PARTS OF THE EXERCISE -
1. Can you reproduce the Perceptions text word for word, starting with "Perceptions model your" and going on through "activity, and comparison."?
2. Which temporal modes does the Perceptions text name as explicit?
3. Could you carry the Perceptions text on from its final sentence, in the same style?

---- PROVIDED TEXT

Almost every question an executive asks involves relationships and time. "Who on my team sent the most messages last quarter?" — that's a relationship (who is on my team), a traversal (sent), and a temporal filter (last quarter). No platform has ever been designed for this. So everyone flattens everything into tables and builds workarounds to get the structure back.

Perceptions model your organization the way it actually works. People, Work, Goals, Actions — hierarchical, strongly typed, with identity resolution across every tool. You traverse relationships, not joins. Every attribute typed with semantic meaning (Email, Dollar, URL — not varchar). Temporal modes are explicit: snapshot, activity, and comparison.

The problem

Context graphs and
semantic layers failed

Context graphs inherit 25 years of knowledge graph failure modes. Enterprise knowledge graph projects fail at an estimated 80% rate. The Semantic Web never achieved enterprise adoption despite billions in investment. Context graphs are non-deterministic — the same traversal produces different results — and they're still built from the storage model, not the human model.

Semantic layers (LookML, dbt, Cube.js) add flexibility in the wrong places: no opinion, unlimited views on top of data. Entire companies spin up to manage the views of other companies. And none of them span action — a context graph can tell you a column contains PII but can't mask it. A semantic layer can define a metric but can't send an alert when it changes.

Every other approach
→ Context graphs: 80% failure rate, non-deterministic, storage-model-first
→ Semantic layers: another layer of SQL, no opinion, no action
→ Query builders: thin paint on developer tools, modality cliff
Perceptions
A data model for the human mind. Not the storage model.
↳ Opinionated concepts. Traversal not joins. Every platform is an implementation detail.
How it works

Structure first.
Your expertise on top.

P
Parable
Done for You
People, Work, Goals — the graph, modeled. Strongly typed (Email, Dollar, URL). Identity resolution built in. Temporal modes explicit. This is the infrastructure you'd spend a year building. It's already here.
Y
Your Classifications
Your Domain
Layer your domain expertise as typed, structured classifications. Capture context — upload documents, paste instructions, brain dump what's in your head. The system proposes categories. You review, preview on a sample, and approve. Not SQL views — structured knowledge with provenance.

--------
---- STORED ROWS

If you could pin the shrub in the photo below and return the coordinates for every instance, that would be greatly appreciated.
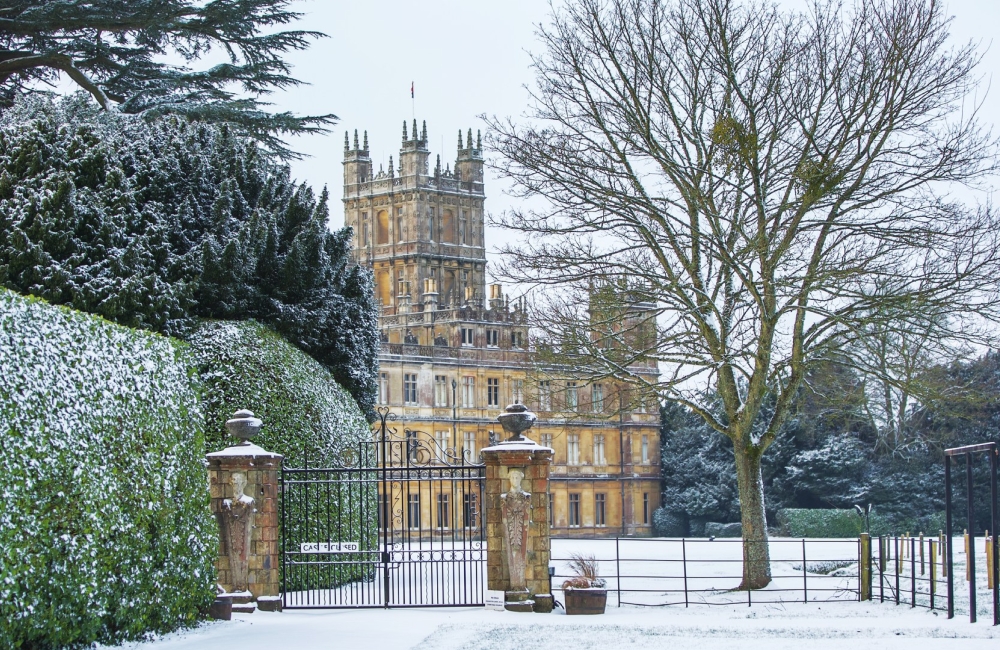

--------
---- STORED ROWS

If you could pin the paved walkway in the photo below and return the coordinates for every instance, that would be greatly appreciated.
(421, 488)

--------

RESPONSES IN ORDER -
1.
Perceptions model your organization the way it actually works. People, Work, Goals, Actions — hierarchical, strongly typed, with identity resolution across every tool. You traverse relationships, not joins. Every attribute typed with semantic meaning (Email, Dollar, URL — not varchar). Temporal modes are explicit: snapshot, activity, and comparison.

2. snapshot, activity, comparison

3.
Plots
Extensible Contracts
Every transformation is a YAML contract. Every function is opinionated and extensible — one send() for email, SMS, Slack. One classify() for any concept. The contract absorbs mistakes: if we designed the wrong function, that's a new extension, not a new architecture.
The difference
The platform never dictates the architecture.
Postgres, Iceberg, Redis, Kafka — these are implementation details. Swap any of them without changing how you think about your organization. Perceptions sit above every platform. Concepts are stable. Vendor schemas change underneath. The human model is the architecture.
Full lineage
Full provenance. Every step.
Your output → Classification → Parable Graph → Provider Plot → Raw source data
The architecture

How you get
your time back

01

Concepts, not tables

You work with People, Work, Goals, and Relationships — not salesforce_contacts and jira_issues. When Salesforce renames a field, you update one Provider configuration. Your analysis doesn't know or care. The human model is stable. Vendor schemas are volatile. Build against the stable thing.

02

Traversal, not joins

"Who on my team sent the most messages last quarter?" is a traversal: follow the relationship, filter by time. Not a three-table JOIN with a GROUP BY. Relationships are first-class in the graph. You ask questions the way you think about them. The system handles the rest.

03

Three kinds of time, not one

Snapshot: what did the data look like then? Activity: what happened during that period? Comparison: how does then compare to now? Most systems pick one and pretend the others don't exist. Temporal behavior is a property of the Concept. The contract makes the semantics explicit.

04

Knowledge lives everywhere

Not all knowledge is in the data. Some is in documents. Some is in people's heads. Some disagrees across source systems. Classify captures all three: structured data, uploaded artifacts, and unstructured brain dumps. The Perception grows structurally — not just in metadata, but in the graph itself.

The action layer

Perceptions define.
Plots act.

Every platform on Earth models storage. Perceptions model thinking. Concepts are stable. Platforms are implementation details. Identity resolved. Types enforced. Temporal modes explicit. Build against how humans think, not how data is stored.

Explore Plots
Perceptions
Define
Plots
Act

Structure first.
Analysis on top.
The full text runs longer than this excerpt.